[BEGIN EXCERPTED RECORDS]

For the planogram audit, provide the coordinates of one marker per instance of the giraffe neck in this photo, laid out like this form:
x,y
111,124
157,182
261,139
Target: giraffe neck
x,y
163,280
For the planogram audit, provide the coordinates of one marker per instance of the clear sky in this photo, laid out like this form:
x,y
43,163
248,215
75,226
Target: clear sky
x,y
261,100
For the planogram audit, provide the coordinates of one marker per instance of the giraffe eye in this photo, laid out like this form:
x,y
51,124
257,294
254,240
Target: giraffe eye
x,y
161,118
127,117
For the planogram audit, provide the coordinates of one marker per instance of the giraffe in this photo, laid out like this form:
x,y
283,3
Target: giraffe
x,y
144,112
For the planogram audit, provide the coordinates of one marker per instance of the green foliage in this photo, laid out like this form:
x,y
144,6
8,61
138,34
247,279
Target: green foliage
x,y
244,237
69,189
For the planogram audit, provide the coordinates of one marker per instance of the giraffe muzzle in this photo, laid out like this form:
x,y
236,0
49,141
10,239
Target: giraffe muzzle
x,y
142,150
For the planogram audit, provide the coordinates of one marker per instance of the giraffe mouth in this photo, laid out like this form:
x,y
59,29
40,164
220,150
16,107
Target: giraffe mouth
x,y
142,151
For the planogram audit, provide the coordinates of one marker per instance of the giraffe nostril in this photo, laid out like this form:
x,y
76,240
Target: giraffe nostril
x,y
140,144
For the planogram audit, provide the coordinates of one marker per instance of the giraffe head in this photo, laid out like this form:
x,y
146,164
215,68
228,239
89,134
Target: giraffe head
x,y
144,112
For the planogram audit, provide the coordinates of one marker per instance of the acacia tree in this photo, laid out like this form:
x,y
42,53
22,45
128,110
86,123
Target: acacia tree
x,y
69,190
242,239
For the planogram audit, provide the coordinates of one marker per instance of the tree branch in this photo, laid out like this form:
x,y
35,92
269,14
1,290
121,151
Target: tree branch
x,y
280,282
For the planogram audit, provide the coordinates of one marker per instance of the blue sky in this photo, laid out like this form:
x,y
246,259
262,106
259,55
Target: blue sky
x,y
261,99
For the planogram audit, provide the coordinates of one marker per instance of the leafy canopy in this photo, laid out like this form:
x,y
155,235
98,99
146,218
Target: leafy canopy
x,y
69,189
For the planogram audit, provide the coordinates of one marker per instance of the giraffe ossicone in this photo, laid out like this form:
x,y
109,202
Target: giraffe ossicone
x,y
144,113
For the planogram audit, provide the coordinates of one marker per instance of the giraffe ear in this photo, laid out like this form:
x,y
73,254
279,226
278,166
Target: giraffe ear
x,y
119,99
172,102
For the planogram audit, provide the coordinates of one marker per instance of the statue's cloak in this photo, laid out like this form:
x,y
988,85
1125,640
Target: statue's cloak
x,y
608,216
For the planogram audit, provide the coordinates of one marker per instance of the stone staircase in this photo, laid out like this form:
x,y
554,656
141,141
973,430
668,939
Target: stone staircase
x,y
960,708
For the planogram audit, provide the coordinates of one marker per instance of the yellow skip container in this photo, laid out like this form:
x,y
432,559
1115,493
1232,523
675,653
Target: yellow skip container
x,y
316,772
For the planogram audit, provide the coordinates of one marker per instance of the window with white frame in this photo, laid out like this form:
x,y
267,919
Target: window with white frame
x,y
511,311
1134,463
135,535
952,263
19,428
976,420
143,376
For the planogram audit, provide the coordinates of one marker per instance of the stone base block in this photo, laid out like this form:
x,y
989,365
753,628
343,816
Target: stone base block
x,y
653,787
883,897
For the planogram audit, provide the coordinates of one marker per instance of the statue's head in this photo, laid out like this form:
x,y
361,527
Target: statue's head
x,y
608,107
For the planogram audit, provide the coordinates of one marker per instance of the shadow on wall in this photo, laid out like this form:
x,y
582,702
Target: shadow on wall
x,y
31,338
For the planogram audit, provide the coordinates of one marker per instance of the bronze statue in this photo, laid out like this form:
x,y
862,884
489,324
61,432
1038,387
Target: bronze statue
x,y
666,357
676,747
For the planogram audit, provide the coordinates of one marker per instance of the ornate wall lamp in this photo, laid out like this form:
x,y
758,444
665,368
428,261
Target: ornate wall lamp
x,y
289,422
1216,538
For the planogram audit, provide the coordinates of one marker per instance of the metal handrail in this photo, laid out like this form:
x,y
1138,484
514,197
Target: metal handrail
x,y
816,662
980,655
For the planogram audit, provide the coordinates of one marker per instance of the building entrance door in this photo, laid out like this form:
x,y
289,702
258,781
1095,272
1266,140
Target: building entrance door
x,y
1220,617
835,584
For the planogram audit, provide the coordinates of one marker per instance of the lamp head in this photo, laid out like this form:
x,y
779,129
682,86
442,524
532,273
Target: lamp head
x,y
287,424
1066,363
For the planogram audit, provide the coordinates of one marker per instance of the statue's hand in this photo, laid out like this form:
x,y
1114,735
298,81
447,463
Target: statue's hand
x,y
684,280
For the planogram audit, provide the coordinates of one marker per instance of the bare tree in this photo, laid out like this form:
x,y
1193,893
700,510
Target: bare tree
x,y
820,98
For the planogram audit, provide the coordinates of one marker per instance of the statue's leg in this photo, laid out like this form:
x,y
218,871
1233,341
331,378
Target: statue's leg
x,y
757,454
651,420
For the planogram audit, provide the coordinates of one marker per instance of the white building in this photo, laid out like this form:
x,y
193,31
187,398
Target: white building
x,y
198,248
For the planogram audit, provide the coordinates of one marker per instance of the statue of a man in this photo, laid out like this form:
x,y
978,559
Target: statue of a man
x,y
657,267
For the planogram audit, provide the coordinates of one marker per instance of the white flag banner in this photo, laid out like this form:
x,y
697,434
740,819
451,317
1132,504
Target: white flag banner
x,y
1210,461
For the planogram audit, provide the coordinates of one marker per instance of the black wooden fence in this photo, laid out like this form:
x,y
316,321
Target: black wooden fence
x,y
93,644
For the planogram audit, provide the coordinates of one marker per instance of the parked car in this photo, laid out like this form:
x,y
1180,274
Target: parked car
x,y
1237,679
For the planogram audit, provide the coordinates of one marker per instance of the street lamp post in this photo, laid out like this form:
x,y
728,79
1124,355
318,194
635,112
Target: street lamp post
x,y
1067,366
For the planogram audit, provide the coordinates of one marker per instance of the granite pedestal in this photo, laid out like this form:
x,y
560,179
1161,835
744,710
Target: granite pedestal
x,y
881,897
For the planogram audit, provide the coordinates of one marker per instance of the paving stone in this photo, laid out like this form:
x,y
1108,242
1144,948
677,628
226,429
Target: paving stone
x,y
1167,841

[END EXCERPTED RECORDS]

PROBLEM TO WORK ON:
From the line containing "the statue's leg" through the closing line of the material above, return every line exactly and omit all others.

EXPECTED OUTPUT:
For the planogram audit, provide the coordinates of one marker per instance of the statue's leg in this photo, laid out like this form:
x,y
218,871
1233,341
331,378
Target: statue's leg
x,y
757,454
651,420
For the planogram audit, provide the coordinates of one marker per instance of the white building in this photo, laid out like this form:
x,y
193,31
187,398
Target: white building
x,y
198,248
For the planogram audit, provide the coordinates of one marker per instance of the statue of a man in this photo, laid out like this form:
x,y
978,559
Target: statue of a man
x,y
657,267
For the planogram audit, provide the coordinates of one marker per instance of the white flag banner in this photo, laid out like this form:
x,y
697,434
740,819
451,317
1132,504
Target: white flag banner
x,y
1210,461
For the planogram audit, provide the coordinates of one marker per instance of the black wooden fence in this photo, laid out like this form:
x,y
316,321
Target: black wooden fence
x,y
93,644
For the planogram audit, provide the coordinates of one marker per instance of the parked car in this photo, laid out like this form:
x,y
1180,274
Target: parked car
x,y
1237,679
For the planogram audit, provide the coordinates of one marker per instance of the street lamp post in this photo, laid out like this form:
x,y
728,79
1124,355
318,194
635,112
Target: street lamp post
x,y
1067,366
For the planogram audit, provide the coordinates of one marker per instance of the granite pedestal in this photo, laid out like this form:
x,y
560,179
1161,835
744,710
Target: granite pedestal
x,y
881,897
For the planogram audit, provide the coordinates of one marker per instance of the paving stone in this photo, laid out like this form:
x,y
1108,242
1144,948
677,628
226,429
Target: paving stone
x,y
1167,841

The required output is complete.